======== FRAGMENTY ZBIORU DANYCH
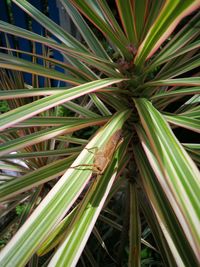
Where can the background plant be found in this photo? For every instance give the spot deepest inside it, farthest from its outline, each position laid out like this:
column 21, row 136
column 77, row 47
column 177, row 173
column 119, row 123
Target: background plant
column 142, row 78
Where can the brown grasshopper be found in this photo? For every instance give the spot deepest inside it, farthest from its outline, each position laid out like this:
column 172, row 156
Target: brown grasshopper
column 103, row 156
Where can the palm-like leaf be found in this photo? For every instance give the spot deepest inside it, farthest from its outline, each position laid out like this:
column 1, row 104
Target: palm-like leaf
column 145, row 80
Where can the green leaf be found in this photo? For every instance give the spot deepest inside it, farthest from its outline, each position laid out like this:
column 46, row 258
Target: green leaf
column 24, row 112
column 135, row 228
column 85, row 30
column 34, row 178
column 106, row 24
column 179, row 171
column 58, row 201
column 185, row 122
column 193, row 81
column 170, row 15
column 126, row 15
column 46, row 134
column 177, row 92
column 155, row 189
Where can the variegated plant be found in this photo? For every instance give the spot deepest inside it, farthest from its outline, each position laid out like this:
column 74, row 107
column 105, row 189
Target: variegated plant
column 141, row 78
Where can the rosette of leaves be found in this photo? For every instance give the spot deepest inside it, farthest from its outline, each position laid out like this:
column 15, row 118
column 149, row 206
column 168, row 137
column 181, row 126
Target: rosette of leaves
column 136, row 69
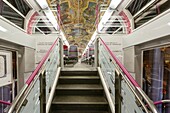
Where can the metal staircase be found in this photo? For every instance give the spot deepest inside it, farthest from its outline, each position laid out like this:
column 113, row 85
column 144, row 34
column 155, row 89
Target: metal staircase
column 79, row 92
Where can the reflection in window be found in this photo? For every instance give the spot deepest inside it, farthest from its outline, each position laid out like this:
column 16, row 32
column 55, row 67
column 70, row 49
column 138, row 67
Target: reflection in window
column 148, row 13
column 156, row 75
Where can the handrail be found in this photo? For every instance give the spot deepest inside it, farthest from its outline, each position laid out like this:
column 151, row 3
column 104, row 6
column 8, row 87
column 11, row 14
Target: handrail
column 48, row 105
column 121, row 66
column 161, row 102
column 4, row 102
column 31, row 78
column 131, row 79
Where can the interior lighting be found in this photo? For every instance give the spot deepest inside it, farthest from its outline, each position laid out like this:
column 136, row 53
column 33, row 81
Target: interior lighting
column 169, row 23
column 3, row 29
column 114, row 4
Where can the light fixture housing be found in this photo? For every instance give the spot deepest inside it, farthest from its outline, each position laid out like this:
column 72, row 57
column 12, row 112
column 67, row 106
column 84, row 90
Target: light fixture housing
column 3, row 29
column 168, row 23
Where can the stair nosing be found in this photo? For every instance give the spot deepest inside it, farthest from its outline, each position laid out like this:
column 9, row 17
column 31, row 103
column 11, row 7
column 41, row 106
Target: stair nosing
column 82, row 77
column 82, row 103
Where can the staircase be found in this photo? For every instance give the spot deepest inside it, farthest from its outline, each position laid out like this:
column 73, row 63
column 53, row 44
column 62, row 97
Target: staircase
column 79, row 92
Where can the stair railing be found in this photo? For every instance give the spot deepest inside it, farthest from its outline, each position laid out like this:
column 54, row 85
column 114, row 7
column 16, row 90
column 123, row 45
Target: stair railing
column 4, row 102
column 37, row 88
column 125, row 92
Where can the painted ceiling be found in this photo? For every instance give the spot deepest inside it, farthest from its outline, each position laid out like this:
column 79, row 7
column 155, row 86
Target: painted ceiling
column 78, row 20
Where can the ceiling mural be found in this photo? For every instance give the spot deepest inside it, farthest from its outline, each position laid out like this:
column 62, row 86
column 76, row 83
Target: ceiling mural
column 78, row 20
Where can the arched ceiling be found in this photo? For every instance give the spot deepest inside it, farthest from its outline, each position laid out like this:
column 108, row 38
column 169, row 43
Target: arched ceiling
column 78, row 19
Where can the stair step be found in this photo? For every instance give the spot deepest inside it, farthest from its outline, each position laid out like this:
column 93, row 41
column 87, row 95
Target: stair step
column 85, row 103
column 79, row 79
column 71, row 111
column 79, row 99
column 79, row 86
column 79, row 89
column 77, row 73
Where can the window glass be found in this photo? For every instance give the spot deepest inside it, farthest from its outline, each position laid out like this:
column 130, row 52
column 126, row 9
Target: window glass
column 156, row 75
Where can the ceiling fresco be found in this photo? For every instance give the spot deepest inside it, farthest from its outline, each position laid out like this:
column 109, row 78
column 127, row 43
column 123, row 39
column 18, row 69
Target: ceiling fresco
column 78, row 20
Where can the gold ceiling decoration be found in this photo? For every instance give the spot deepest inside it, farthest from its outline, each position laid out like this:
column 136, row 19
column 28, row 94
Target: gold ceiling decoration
column 78, row 19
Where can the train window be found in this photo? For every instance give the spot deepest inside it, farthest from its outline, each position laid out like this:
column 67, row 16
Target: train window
column 20, row 5
column 152, row 12
column 156, row 75
column 136, row 5
column 145, row 10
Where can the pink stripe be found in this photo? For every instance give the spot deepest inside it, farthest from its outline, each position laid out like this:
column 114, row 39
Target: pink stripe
column 158, row 102
column 121, row 66
column 6, row 103
column 30, row 79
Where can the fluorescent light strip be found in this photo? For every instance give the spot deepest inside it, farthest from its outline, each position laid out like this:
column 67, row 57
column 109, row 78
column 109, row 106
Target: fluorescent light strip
column 48, row 13
column 169, row 23
column 3, row 29
column 11, row 6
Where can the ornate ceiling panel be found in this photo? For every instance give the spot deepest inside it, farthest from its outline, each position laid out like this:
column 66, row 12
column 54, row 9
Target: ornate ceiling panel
column 78, row 19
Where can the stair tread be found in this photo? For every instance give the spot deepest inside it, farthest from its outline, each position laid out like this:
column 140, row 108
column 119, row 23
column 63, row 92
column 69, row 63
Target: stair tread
column 70, row 111
column 80, row 86
column 79, row 100
column 79, row 77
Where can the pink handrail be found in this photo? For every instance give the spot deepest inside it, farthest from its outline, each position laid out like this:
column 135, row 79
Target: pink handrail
column 132, row 80
column 161, row 102
column 4, row 102
column 30, row 79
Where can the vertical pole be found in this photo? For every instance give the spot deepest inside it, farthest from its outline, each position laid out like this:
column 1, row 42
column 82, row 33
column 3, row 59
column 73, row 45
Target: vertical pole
column 96, row 51
column 117, row 92
column 61, row 53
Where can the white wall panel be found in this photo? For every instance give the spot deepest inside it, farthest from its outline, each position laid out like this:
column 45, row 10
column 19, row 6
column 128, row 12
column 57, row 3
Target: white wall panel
column 154, row 30
column 15, row 35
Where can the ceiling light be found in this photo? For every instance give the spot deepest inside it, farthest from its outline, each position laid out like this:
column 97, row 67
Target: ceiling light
column 3, row 29
column 169, row 23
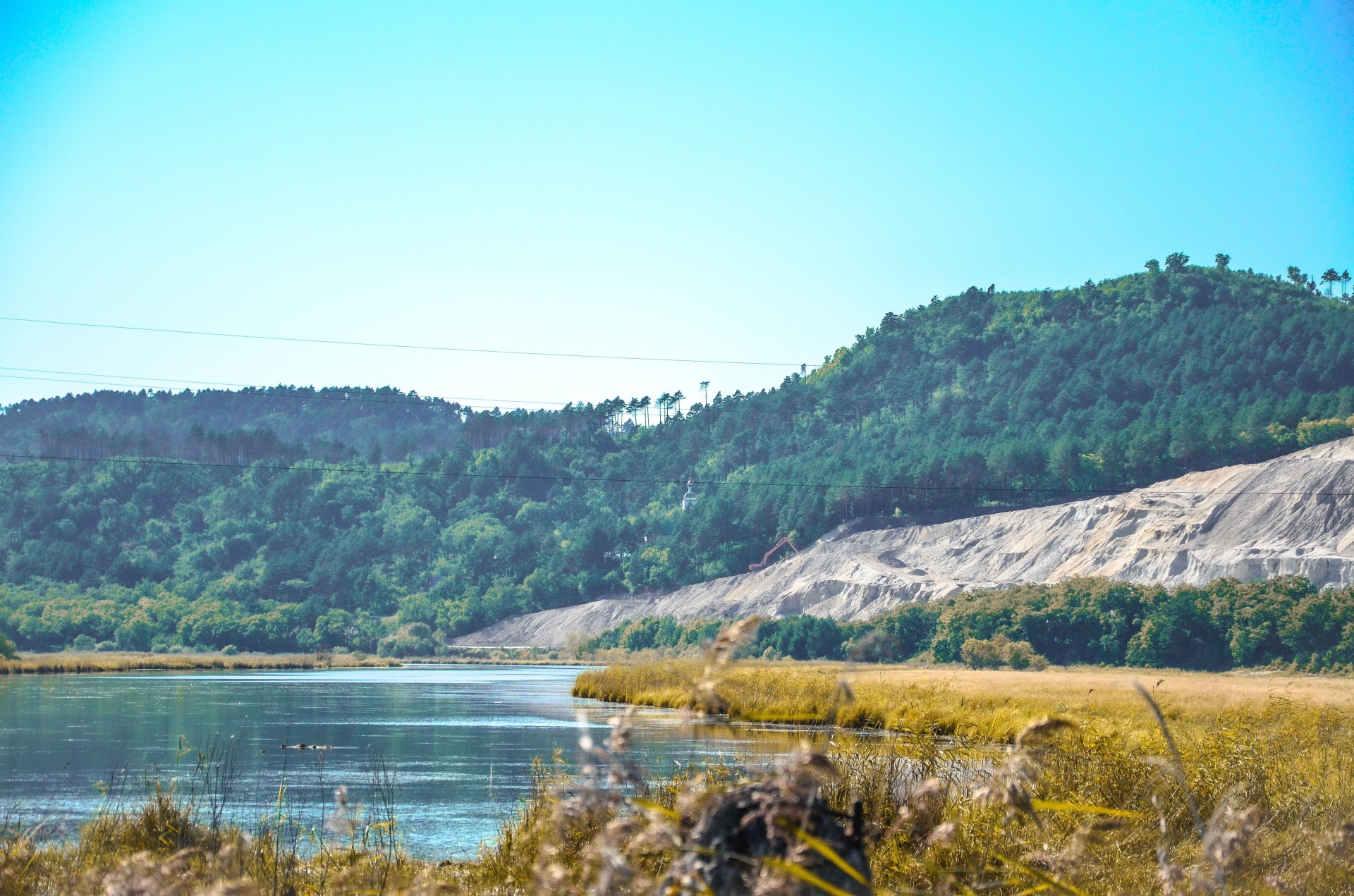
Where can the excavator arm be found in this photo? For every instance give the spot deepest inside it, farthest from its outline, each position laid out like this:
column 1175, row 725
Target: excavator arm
column 767, row 557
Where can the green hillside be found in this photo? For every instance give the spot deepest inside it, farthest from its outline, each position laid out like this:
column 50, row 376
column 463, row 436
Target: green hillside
column 286, row 517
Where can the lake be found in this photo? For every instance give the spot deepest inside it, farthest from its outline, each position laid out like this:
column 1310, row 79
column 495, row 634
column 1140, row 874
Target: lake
column 461, row 741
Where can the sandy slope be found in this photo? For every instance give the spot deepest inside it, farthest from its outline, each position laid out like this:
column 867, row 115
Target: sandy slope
column 1291, row 515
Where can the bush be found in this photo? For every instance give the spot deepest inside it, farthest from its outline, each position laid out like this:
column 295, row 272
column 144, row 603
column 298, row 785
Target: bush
column 1001, row 651
column 981, row 654
column 410, row 641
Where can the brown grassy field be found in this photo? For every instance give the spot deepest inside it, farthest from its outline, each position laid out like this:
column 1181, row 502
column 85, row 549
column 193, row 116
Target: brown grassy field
column 990, row 706
column 994, row 783
column 109, row 662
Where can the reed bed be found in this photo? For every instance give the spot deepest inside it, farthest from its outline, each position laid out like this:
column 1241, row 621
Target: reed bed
column 970, row 783
column 983, row 706
column 69, row 662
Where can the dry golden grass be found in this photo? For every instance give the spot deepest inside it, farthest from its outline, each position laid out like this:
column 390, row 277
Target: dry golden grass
column 109, row 662
column 977, row 704
column 952, row 802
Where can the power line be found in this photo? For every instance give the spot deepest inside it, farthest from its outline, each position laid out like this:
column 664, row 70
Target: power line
column 419, row 348
column 266, row 391
column 568, row 478
column 262, row 391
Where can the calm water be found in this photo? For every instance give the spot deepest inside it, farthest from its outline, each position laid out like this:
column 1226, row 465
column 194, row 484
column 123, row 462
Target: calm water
column 459, row 738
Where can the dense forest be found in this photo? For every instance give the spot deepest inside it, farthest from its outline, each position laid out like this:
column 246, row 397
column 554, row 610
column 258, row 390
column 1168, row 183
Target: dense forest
column 288, row 517
column 1280, row 622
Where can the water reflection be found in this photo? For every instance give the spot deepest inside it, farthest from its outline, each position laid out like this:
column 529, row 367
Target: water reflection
column 461, row 739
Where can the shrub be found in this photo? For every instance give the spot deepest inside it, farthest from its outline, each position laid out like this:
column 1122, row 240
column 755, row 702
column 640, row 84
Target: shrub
column 981, row 654
column 1314, row 432
column 1001, row 651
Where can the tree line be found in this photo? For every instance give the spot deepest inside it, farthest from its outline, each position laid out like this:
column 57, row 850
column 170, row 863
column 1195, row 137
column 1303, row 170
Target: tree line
column 1280, row 622
column 456, row 519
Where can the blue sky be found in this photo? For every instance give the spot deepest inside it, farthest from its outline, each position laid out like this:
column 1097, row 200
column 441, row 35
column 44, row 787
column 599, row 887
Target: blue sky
column 676, row 179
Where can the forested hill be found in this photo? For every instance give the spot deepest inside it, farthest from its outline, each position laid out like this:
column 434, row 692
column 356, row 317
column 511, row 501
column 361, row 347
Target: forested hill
column 977, row 400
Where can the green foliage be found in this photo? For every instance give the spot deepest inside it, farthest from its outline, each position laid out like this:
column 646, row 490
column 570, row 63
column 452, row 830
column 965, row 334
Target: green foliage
column 984, row 398
column 1284, row 620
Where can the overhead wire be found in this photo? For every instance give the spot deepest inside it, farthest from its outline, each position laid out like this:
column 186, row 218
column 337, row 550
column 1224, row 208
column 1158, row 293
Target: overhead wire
column 398, row 345
column 571, row 478
column 260, row 391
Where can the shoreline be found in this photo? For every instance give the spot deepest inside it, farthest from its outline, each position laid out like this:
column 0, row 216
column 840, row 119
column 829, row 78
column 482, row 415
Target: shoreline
column 92, row 662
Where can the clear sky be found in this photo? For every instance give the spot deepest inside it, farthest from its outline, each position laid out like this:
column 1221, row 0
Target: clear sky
column 712, row 180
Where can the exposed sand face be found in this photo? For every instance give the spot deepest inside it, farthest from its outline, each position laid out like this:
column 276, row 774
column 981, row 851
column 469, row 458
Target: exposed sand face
column 1293, row 515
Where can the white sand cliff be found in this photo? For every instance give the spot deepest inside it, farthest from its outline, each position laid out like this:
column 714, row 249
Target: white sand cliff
column 1293, row 515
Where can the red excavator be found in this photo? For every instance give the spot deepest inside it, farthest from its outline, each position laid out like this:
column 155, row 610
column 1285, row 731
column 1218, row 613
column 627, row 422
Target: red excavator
column 767, row 558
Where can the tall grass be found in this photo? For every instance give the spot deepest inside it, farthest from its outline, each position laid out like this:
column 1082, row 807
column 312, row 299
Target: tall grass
column 971, row 783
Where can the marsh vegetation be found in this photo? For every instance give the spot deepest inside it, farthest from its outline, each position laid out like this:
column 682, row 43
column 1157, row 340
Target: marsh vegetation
column 941, row 781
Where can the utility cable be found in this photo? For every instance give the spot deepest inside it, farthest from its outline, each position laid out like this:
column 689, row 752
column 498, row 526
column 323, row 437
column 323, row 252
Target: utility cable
column 571, row 478
column 419, row 348
column 260, row 391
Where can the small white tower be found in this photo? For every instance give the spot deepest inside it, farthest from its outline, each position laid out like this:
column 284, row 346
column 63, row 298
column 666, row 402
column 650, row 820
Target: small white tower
column 690, row 498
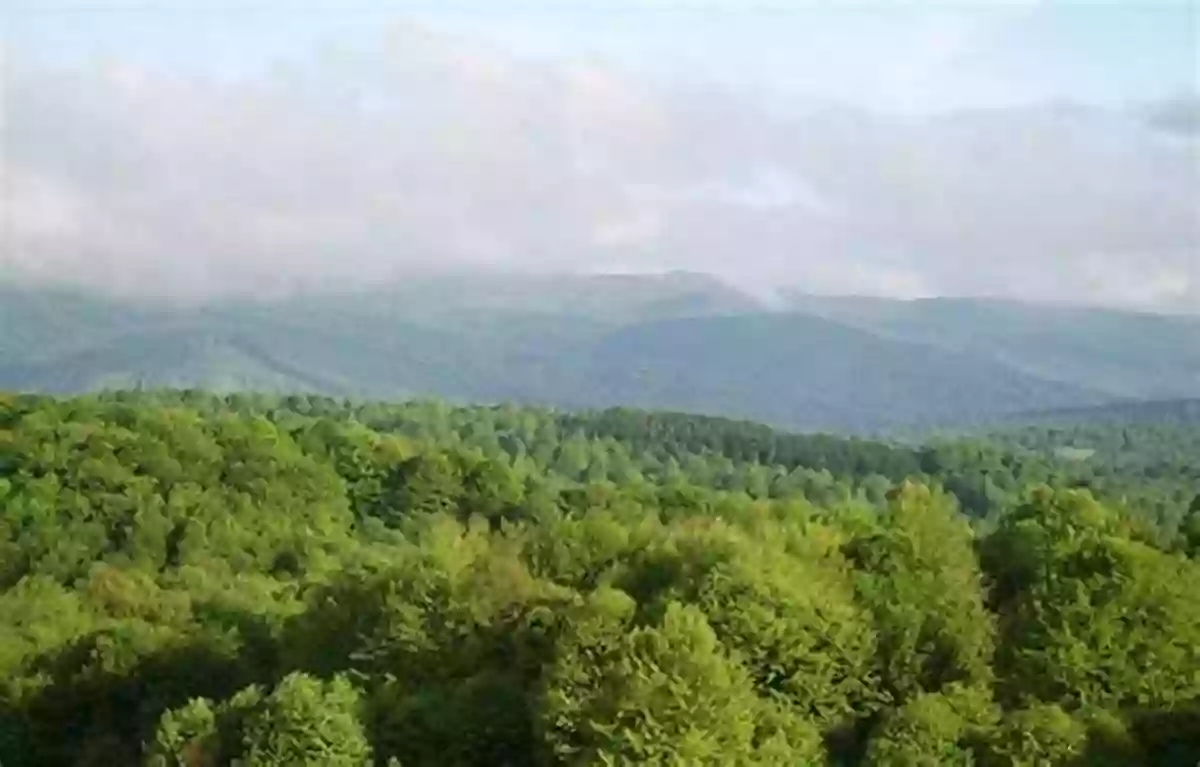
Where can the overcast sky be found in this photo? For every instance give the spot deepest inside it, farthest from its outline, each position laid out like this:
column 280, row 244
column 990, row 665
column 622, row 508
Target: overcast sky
column 1045, row 150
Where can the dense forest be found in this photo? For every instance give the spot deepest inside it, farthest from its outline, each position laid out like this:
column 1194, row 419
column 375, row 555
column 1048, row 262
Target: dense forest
column 198, row 580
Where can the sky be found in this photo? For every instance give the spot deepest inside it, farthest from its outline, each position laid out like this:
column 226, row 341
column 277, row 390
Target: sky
column 1020, row 148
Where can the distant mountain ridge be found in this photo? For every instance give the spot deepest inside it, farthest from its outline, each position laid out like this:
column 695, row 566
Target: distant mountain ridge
column 676, row 341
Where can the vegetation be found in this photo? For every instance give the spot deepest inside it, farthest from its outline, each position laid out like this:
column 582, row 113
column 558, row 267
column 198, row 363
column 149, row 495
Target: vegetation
column 196, row 580
column 678, row 342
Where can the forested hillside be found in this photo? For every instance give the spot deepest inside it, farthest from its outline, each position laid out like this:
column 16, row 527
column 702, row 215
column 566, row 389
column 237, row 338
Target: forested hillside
column 676, row 341
column 262, row 580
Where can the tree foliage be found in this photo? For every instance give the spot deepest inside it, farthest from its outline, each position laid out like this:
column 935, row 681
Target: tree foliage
column 198, row 581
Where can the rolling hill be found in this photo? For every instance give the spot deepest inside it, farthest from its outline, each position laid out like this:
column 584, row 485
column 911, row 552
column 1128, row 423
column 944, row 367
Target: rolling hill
column 675, row 341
================
- DO ZROBIENIA:
Przepisz wiersze, zaczynając od wiersza zawierającego „Where can the vertical” i kończąc na wierszu zawierającym „column 61, row 53” włącznie, w postaci listy JSON z osobnym napisem dla każdego wiersza. Puste wiersze pomiń.

- PEŁNA ODPOWIEDŹ:
[
  "Where can the vertical pole be found in this photo? For every instance give the spot deepest inside it, farthest from its outline, each position laid out like this:",
  "column 1, row 42",
  "column 82, row 33",
  "column 3, row 59",
  "column 73, row 45",
  "Target: vertical pole",
  "column 96, row 51",
  "column 117, row 92",
  "column 61, row 53"
]